--- Work to be completed ---
Within the data below, count the lines that include the word "long". Provide the number and nothing further.

--- Task material ---
Content starts
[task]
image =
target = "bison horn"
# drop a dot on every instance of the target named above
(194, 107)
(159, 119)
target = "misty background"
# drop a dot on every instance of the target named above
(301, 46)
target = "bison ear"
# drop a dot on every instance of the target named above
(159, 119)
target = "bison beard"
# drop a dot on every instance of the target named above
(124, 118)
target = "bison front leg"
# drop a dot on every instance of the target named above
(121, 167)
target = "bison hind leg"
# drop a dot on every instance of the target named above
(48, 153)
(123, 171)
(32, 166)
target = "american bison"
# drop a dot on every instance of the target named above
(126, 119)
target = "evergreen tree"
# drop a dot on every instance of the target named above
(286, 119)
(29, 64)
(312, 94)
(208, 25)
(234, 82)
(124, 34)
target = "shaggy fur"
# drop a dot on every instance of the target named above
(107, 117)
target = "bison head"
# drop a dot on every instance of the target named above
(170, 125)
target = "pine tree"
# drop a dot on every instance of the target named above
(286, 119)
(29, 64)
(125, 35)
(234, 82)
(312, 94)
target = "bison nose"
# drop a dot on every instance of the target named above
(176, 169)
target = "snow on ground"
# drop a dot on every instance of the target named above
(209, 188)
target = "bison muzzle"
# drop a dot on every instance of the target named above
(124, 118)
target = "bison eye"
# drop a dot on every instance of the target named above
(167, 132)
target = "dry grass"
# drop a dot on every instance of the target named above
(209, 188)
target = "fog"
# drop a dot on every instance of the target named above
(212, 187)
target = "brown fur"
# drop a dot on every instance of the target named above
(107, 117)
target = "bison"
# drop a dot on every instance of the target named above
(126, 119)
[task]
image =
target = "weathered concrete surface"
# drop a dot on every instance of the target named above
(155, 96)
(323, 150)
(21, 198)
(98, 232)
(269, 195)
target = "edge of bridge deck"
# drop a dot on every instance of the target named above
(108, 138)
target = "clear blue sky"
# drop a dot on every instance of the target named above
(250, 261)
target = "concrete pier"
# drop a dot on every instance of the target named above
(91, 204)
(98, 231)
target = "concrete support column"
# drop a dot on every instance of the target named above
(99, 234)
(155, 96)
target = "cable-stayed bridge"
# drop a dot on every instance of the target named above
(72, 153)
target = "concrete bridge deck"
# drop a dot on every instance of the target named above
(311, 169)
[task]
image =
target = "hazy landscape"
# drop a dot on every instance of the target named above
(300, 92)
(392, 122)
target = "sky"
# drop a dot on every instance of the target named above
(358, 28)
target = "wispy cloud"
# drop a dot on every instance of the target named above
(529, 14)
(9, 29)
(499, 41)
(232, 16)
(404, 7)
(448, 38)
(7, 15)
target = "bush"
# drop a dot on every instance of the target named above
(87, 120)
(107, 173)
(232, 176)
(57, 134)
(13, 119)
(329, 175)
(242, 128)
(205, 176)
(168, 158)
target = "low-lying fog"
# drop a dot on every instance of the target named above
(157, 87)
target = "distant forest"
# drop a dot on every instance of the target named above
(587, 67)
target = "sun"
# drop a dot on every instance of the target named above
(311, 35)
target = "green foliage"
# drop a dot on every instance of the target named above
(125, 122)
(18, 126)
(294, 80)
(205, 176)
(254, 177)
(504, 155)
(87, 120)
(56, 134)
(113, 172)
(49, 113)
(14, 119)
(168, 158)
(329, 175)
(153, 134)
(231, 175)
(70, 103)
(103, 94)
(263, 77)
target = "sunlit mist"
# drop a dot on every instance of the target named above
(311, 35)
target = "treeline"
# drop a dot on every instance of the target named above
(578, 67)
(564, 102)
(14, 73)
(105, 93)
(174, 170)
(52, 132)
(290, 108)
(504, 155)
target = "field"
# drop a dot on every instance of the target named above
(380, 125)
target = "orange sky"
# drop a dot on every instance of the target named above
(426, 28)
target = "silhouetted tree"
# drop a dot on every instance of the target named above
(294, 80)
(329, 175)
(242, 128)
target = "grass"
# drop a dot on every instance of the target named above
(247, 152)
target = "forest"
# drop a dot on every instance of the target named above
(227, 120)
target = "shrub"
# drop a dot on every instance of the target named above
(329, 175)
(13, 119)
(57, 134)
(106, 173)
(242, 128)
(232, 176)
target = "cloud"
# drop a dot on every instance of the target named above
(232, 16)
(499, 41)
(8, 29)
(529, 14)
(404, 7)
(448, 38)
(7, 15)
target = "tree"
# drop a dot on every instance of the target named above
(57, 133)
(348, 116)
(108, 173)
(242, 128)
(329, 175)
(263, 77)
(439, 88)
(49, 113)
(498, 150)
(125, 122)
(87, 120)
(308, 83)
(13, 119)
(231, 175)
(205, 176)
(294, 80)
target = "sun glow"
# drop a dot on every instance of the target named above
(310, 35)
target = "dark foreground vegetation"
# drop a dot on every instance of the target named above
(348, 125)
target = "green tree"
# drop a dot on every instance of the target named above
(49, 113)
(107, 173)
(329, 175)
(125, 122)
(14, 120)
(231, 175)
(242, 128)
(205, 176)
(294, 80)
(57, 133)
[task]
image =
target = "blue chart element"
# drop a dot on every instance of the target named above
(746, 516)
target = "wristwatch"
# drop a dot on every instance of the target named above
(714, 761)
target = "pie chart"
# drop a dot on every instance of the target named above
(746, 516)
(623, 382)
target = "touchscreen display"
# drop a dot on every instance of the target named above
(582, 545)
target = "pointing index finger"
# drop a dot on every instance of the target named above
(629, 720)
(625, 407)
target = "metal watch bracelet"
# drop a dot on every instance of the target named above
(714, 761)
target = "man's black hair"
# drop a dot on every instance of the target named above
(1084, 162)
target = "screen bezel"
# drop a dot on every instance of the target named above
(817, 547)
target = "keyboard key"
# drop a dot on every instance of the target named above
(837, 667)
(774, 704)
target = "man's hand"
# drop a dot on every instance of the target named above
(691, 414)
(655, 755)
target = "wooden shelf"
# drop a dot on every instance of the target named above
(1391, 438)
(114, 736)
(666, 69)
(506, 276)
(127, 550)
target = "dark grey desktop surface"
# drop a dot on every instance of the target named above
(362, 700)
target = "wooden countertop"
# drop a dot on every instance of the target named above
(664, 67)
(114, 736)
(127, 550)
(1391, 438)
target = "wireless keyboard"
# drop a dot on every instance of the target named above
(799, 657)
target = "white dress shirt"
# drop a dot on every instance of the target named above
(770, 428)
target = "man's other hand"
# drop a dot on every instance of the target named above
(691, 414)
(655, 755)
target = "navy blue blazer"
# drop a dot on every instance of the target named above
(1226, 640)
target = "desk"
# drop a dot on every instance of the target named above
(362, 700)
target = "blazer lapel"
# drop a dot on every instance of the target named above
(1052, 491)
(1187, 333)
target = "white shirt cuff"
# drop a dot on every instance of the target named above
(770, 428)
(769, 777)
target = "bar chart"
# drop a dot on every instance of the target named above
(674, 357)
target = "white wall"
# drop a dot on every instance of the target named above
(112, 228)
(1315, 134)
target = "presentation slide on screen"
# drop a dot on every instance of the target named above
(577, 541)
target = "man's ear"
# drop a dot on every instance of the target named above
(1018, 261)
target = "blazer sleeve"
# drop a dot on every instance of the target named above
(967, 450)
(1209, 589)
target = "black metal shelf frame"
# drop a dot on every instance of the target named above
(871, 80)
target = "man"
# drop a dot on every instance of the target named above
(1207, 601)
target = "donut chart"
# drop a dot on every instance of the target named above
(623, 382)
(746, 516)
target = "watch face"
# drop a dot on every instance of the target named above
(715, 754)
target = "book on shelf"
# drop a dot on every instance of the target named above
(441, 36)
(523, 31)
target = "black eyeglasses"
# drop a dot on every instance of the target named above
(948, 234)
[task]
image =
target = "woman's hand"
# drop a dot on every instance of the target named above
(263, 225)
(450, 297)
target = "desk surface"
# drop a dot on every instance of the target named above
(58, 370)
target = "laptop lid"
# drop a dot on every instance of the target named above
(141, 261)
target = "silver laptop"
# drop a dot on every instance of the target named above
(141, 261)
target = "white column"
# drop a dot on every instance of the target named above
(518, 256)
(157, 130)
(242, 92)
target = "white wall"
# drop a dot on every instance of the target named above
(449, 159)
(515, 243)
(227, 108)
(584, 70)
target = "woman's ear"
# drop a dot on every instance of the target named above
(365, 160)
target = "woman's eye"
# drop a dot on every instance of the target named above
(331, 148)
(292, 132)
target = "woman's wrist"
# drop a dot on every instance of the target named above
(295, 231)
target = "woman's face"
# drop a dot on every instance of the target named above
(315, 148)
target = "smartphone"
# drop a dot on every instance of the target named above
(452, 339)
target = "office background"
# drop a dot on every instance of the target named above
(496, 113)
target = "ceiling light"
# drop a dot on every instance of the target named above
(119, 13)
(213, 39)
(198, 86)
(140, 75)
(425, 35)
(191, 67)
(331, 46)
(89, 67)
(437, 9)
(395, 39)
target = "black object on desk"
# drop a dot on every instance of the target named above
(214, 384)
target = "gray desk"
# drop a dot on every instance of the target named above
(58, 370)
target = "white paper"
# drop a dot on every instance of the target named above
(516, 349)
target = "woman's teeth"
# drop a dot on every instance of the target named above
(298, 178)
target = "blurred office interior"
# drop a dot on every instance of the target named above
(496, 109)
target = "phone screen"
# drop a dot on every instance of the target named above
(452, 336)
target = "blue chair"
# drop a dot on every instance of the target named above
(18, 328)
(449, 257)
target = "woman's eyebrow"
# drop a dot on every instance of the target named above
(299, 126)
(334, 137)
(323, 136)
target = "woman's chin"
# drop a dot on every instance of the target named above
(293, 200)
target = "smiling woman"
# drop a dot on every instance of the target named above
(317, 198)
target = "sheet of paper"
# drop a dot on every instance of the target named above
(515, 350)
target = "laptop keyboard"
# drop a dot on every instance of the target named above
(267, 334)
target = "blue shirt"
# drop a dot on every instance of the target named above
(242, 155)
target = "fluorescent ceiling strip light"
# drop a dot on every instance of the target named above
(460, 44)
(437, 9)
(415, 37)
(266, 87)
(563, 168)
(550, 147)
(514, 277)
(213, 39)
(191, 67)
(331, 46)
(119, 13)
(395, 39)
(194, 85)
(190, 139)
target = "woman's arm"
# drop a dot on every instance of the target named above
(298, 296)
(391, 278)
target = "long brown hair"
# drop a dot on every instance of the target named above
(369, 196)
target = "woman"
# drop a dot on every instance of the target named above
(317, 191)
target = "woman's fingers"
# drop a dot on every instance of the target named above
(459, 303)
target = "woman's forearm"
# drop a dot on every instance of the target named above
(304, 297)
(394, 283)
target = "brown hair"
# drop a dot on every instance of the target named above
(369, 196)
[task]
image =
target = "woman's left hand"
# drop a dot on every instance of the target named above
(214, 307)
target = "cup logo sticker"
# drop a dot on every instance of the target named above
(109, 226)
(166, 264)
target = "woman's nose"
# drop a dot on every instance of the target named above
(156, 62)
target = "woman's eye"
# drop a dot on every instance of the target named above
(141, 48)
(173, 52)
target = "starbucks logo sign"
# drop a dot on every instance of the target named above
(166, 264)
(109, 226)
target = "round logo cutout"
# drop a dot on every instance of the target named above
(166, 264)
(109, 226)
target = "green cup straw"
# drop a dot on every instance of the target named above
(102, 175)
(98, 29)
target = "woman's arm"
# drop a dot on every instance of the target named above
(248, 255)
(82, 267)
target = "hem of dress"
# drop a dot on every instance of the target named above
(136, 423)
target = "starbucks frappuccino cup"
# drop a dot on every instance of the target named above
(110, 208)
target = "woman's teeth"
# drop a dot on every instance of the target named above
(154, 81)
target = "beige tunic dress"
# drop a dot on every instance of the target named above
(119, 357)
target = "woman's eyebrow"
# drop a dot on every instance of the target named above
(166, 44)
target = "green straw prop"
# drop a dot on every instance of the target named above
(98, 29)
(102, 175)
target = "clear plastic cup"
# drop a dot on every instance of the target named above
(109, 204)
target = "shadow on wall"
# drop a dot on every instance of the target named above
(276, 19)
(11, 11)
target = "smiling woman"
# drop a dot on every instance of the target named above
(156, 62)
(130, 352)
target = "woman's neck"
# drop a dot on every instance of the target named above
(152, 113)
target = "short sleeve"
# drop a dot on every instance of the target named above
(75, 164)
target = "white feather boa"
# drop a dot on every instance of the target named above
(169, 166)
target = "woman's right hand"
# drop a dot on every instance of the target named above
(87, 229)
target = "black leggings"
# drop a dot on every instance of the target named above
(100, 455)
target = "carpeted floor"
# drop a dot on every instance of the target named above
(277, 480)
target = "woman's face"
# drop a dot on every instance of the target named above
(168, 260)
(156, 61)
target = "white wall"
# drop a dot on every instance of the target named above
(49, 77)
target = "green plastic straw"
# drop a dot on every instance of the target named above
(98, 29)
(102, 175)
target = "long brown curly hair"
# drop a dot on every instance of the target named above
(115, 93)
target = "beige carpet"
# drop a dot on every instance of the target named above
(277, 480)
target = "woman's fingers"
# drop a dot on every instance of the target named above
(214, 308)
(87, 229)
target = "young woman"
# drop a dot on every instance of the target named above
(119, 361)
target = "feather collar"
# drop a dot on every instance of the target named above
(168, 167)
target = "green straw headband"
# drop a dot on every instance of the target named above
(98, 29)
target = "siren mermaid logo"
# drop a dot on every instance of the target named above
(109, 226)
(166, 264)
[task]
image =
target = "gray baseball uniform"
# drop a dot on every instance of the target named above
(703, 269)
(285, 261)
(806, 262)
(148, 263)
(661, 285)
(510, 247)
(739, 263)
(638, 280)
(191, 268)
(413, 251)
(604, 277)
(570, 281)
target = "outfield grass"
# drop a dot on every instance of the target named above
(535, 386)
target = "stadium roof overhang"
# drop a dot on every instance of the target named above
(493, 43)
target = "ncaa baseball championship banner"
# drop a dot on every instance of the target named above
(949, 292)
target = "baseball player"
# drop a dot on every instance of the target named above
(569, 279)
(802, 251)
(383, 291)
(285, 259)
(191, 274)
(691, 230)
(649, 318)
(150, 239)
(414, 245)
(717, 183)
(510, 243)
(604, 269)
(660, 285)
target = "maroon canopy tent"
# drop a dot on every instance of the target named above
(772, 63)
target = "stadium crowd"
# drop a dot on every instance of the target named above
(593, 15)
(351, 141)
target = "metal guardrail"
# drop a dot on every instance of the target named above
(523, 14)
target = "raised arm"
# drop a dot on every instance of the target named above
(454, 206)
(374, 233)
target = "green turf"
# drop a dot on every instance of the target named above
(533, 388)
Content ends
--- Problem solution ---
2